Work to be completed: Update the material below by changing every "one pin on each instance" to "a pin on every instance", keeping everything else the same. Omit the pictures from your version.

Records taken from a collection:
----

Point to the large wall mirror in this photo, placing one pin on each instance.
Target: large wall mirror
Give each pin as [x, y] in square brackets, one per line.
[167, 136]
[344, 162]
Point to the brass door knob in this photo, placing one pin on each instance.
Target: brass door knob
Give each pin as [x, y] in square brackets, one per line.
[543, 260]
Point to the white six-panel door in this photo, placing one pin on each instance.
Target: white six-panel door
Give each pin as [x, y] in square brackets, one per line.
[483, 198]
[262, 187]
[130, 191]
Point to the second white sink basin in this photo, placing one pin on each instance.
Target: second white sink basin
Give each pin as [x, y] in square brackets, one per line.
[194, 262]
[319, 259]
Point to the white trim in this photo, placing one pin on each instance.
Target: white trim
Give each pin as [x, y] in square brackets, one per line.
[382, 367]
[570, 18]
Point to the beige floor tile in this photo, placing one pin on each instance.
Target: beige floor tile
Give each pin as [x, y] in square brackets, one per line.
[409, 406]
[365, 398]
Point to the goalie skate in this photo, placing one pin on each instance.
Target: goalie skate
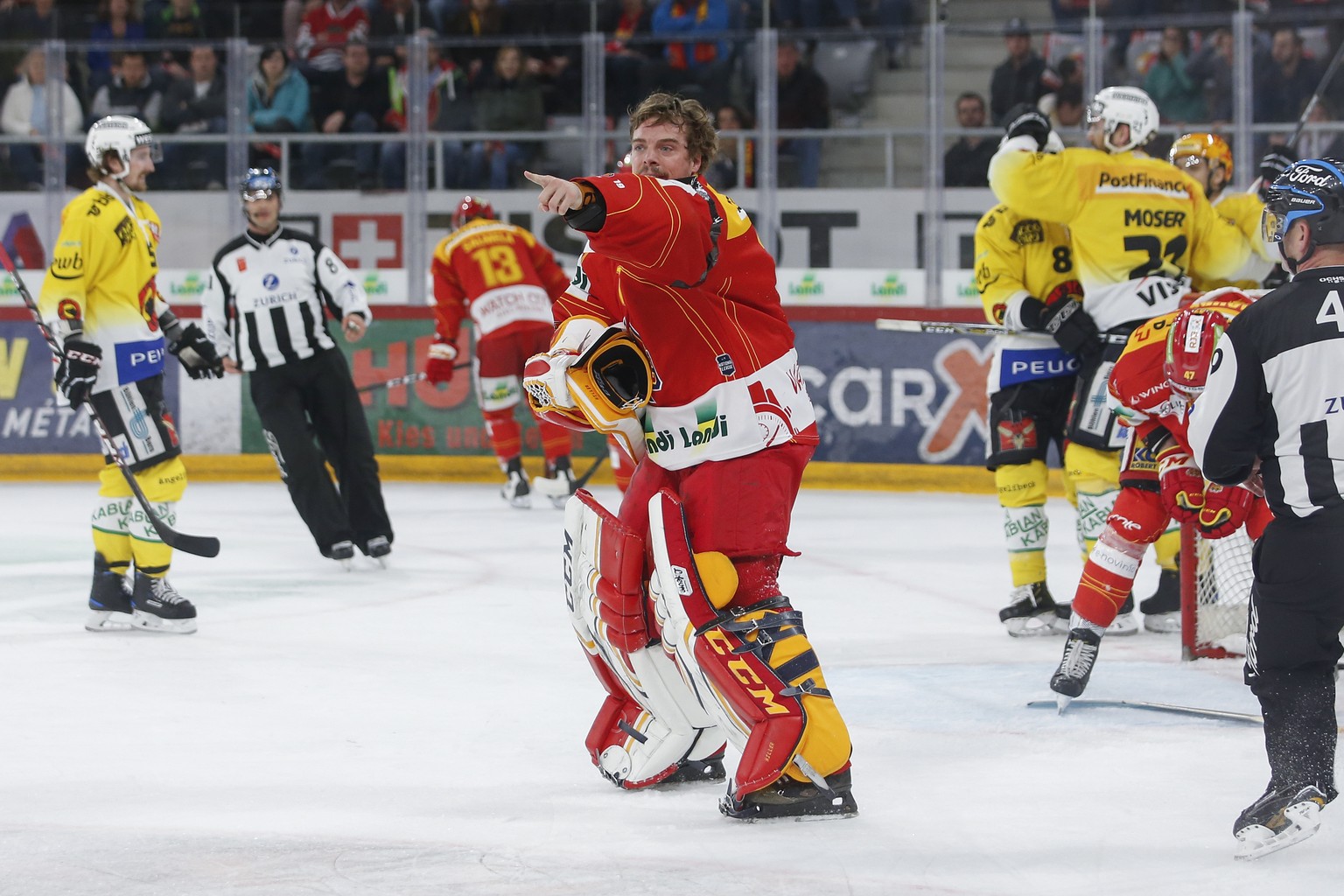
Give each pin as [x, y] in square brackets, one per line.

----

Answer to the problem:
Point to the large wall mirror in this photo, placing a pin on every instance.
Target: large wall mirror
Give each pin as [x, y] in square brackets, one per line.
[167, 136]
[344, 162]
Point to the brass door knob in this photo, placing a pin on every instance.
Target: brass door knob
Give each pin as [x, y] in square brackets, one per line.
[543, 260]
Point to the white six-panel door in this photo, placing a pin on every instance.
Target: white six-panel door
Give each pin as [x, y] in square brackets, one per line.
[483, 198]
[262, 187]
[130, 191]
Point to the second white sink basin in this photo, placing a pin on every instance.
Target: second white sink basin
Give each pin as [x, y] in square brackets, one per line.
[194, 262]
[319, 259]
Point to the white trim in this photo, placing a pin on every instance.
Target: white trim
Give each pin as [x, y] in square brackets, one per line.
[382, 367]
[570, 18]
Point to the beige floor tile in this photo, placing a pin on every instance.
Target: beige floor tile
Give each pin as [x, y] in square brackets, one per line.
[409, 406]
[365, 398]
Point to the goalie skate in this photo, placing a pin on every instance.
Target: goalie skate
Give each pin as [x, y] in square brackets, one per line.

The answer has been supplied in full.